- Written request: Transcribe word for word everything from "I had to go" down to "percussion, the synths." in the music interview below.

- Extract to read:
** Start **

That was actually the very last song that I finished. I knew that I wanted one of the songs to be ballet-related. So for two or three weeks, I was watching Black Swan, which is one of my favorite movies, but I was drawing absolutely nothing. It was actually making it worse because I wasn't getting anything. And then something told me: Alvin Ailey. Immediately I started watching a lot of Alvin Ailey Youtube videos and it was like this spark came over me.
What made you feel that spark?
There was a connection. I totally understood the movement of their bodies, rhythm-wise. It was like a conversation almost. A silent conversation. That's how "Black Ballet" came into play. At first I was nervous because I was like, "This is far out." But I was really pleased with it.
The track itself felt far out?
It felt far out to me because I had never done something like that before. It was unfamiliar to me, and so was "Erotic Heat." But "Black Ballet" was uncharted territory. You're in there but you don't know what to expect. But I didn't shy away from it and go, "Oh no, I'm not gonna put that out because that's not what people expect of me." Usually what is far out or crazy is what I'll throw out there. I'll see how far it can go.
What other tracks felt far out or uncomfortable? You mentioned "Erotic Heat."
"Infrared," for sure.
I had to go back and play that over and over just to make sure I was hearing it. The sounds. It was just heavy all the way around. The percussion, the synths.
I think you’re quite skillful in controlling the momentum. The whole album is high-energy but there are certain moments when you manage to create space. It gets drawn out.
Right, exactly. Impact is a tool for me. For me, impact is more important than the sound itself. I'm trying to channel the momentum and to be able to be in control of it. Sometimes there are highs, very intense, and there are lows. I wanted it to be an adrenaline rush all the way through, so that you had to go back and listen to it two or three times because it was just so much to take in at once. Sometimes I'll listen to a track of mine before I go to sleep and then I have to go and listen to another track and another – and the next I thing I know, here I am, up for two hours. Then I'll go from my stuff to Sade's to Rachelle Ferrell's. I listen to so many different genres, but there are specific people that I really take note of – not to mimic but just to respect.

** End **

- Record excerpts:
** Start **

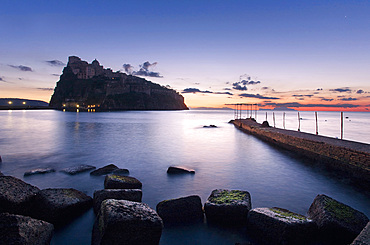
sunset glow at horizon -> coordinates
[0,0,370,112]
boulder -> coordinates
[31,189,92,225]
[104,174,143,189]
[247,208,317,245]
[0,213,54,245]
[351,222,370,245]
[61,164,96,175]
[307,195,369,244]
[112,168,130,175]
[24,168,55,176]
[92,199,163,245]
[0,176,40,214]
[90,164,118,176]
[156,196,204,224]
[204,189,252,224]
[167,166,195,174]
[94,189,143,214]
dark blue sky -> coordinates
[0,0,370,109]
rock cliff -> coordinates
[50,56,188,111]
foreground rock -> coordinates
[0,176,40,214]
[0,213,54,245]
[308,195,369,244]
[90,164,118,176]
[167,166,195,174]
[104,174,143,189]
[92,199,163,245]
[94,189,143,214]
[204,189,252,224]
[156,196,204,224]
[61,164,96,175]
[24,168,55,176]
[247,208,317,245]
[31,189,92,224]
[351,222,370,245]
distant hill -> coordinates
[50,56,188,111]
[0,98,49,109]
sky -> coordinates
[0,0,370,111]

** End **
** Start **

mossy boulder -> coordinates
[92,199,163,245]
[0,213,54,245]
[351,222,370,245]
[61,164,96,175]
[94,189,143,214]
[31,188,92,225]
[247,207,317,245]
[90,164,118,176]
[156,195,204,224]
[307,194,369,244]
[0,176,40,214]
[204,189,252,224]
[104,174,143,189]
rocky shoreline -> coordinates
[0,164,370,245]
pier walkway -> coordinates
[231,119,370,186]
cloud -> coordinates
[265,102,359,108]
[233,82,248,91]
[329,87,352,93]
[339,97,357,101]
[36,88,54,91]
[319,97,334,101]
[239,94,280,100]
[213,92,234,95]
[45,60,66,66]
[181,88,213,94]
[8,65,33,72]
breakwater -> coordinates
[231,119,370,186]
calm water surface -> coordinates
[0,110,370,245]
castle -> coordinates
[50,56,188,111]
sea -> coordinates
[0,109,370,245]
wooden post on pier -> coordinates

** End **

- Completed task:
I had to go back and play that over and over just to make sure I was hearing it. The sounds. It was just heavy all the way around. The percussion, the synths.